* What you will do *
All that is wanted is a word-for-word copy of the data from its first line to the line containing "column 1, row 6", both included.
Records provided Block Start
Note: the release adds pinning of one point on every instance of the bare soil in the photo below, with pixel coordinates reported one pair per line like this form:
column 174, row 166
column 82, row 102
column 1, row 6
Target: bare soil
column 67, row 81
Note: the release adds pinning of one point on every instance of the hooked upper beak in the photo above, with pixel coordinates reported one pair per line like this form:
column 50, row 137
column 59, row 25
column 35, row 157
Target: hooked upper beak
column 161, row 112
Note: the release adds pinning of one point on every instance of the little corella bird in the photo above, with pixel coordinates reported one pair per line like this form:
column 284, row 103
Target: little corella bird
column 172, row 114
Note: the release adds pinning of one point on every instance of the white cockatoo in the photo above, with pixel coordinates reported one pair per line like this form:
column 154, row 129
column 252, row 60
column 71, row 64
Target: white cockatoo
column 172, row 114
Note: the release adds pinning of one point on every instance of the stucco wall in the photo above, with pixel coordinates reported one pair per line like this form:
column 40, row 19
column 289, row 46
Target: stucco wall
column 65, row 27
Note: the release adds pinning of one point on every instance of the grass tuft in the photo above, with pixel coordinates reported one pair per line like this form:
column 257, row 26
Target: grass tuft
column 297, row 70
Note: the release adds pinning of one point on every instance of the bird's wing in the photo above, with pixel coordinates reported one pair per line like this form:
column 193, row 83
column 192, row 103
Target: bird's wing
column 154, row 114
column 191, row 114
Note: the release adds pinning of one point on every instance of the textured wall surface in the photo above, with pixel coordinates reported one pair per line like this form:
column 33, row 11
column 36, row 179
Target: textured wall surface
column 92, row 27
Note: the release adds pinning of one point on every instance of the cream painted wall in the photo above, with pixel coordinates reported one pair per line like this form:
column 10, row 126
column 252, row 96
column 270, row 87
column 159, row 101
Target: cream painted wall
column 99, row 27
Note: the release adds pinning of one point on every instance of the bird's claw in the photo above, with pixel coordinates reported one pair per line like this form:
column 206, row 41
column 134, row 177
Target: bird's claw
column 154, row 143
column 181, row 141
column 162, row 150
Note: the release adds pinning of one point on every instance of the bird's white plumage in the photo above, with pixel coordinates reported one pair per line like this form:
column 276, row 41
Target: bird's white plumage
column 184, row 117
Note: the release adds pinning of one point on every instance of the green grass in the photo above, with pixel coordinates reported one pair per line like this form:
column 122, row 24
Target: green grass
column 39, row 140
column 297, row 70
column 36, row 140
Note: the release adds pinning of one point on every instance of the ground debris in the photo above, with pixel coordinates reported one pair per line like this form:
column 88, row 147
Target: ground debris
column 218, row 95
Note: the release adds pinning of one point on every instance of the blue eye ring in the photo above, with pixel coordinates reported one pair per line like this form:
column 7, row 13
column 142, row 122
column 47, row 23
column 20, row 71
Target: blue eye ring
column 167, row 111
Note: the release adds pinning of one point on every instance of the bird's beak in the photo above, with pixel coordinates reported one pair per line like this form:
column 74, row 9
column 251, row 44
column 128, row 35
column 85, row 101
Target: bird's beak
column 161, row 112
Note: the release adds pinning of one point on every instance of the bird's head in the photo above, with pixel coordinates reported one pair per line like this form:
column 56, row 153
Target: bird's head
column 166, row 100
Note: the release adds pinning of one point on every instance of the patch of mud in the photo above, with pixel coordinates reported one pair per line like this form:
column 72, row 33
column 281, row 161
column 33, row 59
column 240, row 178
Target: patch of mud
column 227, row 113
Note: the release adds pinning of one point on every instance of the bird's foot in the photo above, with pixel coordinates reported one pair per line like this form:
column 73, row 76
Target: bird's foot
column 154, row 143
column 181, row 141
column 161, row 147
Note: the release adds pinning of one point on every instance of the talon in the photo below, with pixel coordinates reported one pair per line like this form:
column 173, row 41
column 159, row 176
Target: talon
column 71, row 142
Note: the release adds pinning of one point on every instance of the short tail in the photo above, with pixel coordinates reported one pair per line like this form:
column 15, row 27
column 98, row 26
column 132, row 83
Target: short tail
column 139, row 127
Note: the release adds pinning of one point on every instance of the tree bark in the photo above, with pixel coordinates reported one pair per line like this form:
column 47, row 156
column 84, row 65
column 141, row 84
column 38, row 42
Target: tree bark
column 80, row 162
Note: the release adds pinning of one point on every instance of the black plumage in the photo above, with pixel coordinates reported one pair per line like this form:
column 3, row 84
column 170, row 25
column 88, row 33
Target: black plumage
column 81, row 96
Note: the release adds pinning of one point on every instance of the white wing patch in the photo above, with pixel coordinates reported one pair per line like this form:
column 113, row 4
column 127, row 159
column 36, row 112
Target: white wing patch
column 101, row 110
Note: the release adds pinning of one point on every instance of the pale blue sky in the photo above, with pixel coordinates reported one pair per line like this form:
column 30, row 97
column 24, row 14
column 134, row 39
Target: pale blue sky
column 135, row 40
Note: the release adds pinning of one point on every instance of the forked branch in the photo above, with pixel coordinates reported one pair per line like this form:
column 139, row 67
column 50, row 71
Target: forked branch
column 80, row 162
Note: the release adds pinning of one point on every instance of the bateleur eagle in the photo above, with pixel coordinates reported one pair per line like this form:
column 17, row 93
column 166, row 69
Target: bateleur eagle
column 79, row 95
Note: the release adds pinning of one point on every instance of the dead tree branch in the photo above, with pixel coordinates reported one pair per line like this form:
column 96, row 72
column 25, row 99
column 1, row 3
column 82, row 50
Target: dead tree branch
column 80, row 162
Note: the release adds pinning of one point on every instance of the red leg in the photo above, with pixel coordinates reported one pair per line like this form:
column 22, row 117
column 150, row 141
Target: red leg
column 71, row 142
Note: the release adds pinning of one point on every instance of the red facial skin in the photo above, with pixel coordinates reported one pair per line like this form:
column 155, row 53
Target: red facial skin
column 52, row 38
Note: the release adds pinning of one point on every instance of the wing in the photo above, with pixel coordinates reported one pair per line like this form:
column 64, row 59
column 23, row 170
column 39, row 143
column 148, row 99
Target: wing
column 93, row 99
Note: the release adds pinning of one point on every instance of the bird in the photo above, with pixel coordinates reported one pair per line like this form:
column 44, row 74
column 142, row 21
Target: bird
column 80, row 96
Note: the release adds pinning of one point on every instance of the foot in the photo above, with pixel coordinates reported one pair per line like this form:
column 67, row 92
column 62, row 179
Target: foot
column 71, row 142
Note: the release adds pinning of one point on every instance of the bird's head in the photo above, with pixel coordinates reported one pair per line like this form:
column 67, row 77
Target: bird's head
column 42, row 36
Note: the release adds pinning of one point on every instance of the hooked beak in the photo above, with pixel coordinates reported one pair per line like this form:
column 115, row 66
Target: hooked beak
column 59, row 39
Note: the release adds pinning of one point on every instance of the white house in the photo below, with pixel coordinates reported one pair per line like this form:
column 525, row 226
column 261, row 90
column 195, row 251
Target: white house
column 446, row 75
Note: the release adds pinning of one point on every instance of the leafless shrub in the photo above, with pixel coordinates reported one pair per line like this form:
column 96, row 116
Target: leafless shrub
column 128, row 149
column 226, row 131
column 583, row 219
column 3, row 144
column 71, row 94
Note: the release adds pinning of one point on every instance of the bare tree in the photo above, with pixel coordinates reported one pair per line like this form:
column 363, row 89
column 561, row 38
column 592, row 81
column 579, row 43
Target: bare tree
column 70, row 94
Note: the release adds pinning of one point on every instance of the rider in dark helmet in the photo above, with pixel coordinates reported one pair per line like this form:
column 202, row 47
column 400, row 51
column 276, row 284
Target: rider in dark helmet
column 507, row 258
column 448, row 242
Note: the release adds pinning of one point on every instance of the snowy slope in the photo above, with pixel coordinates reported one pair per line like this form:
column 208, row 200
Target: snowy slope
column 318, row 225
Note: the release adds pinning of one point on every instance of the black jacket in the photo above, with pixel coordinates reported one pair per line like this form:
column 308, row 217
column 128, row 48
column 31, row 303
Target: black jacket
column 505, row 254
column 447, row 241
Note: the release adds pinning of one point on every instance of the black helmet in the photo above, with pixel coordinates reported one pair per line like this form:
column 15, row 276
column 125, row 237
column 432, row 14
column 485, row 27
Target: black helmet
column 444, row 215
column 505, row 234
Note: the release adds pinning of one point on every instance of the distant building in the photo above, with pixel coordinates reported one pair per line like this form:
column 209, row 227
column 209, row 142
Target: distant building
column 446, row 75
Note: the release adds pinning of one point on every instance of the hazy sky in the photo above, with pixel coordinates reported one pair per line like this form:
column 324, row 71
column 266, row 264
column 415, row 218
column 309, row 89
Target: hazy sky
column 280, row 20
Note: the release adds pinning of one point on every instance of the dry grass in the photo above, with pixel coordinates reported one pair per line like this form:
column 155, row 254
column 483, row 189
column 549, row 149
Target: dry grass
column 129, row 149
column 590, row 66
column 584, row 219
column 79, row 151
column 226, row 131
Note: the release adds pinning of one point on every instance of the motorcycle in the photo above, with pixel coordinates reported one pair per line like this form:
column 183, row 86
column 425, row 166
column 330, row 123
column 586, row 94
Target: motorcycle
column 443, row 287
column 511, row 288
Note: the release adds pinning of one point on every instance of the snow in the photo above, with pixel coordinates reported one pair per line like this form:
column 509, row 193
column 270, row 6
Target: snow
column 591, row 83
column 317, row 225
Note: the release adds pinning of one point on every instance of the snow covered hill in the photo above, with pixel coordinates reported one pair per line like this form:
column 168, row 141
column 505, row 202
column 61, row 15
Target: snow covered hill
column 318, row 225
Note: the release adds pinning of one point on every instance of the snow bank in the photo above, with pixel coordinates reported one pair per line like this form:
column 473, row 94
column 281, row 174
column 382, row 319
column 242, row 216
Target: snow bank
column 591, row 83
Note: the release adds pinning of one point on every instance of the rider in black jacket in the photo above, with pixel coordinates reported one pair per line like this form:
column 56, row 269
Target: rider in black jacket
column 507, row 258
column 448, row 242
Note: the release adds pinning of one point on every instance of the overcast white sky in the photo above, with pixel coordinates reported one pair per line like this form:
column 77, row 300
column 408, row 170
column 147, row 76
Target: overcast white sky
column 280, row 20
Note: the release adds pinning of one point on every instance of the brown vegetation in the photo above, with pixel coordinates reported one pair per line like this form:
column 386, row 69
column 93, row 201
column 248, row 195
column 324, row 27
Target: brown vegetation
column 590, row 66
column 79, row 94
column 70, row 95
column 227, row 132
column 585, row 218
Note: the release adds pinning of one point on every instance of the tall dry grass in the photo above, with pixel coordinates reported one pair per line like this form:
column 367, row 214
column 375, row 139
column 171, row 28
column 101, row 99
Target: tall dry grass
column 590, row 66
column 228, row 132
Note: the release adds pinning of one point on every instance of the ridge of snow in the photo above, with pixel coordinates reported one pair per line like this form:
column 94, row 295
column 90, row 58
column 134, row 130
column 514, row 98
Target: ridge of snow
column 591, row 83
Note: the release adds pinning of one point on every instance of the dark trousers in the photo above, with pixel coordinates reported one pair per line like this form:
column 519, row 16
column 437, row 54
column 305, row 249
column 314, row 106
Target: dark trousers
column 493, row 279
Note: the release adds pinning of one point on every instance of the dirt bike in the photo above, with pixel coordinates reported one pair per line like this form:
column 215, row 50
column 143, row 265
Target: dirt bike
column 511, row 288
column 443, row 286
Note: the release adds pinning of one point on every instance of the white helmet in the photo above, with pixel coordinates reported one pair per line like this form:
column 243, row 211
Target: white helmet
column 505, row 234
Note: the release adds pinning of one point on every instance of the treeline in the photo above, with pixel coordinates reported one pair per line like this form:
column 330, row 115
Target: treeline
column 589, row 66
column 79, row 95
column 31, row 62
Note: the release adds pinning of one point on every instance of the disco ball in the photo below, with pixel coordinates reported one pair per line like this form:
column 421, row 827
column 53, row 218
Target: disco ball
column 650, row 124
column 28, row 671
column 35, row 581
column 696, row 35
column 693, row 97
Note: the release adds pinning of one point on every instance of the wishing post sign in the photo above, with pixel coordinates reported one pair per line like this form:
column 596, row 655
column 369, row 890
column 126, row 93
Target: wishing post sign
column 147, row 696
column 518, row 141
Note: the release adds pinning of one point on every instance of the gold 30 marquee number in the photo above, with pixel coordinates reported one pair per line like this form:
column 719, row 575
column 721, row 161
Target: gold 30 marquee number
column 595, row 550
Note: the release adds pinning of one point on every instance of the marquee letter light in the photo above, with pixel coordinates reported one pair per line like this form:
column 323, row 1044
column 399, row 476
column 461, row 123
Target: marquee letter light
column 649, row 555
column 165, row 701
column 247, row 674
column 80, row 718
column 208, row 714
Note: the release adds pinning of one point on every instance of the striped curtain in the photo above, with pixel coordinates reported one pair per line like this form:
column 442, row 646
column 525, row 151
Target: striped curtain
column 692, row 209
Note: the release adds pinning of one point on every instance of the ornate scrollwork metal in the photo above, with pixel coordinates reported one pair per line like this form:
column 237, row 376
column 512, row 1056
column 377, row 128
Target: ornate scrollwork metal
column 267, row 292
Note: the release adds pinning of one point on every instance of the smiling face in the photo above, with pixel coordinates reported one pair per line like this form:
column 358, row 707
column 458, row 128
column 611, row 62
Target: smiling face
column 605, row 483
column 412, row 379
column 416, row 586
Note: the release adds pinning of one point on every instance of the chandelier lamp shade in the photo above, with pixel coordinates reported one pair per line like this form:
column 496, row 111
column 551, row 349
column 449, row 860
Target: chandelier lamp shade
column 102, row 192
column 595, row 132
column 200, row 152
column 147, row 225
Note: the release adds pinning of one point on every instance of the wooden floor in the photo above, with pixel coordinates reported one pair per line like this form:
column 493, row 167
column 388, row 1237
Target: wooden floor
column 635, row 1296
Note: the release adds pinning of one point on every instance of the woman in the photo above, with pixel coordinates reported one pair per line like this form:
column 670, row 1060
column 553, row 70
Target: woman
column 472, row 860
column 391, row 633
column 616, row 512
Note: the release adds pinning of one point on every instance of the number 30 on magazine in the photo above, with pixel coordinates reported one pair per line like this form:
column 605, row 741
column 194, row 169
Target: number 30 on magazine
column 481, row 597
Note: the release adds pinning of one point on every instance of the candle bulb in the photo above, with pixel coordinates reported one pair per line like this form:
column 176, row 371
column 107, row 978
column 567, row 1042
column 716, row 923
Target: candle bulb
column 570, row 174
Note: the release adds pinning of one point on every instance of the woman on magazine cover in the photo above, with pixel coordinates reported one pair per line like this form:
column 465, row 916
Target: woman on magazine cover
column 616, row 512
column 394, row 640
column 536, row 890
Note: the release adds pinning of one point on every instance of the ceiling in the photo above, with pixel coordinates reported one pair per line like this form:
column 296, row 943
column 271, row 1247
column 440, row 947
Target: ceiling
Records provided Block End
* Solution to this task *
Note: the release adds pinning of one point on every instance of the bare soil in the photo below, with pixel coordinates reported one pair per line like this form:
column 174, row 166
column 82, row 102
column 1, row 6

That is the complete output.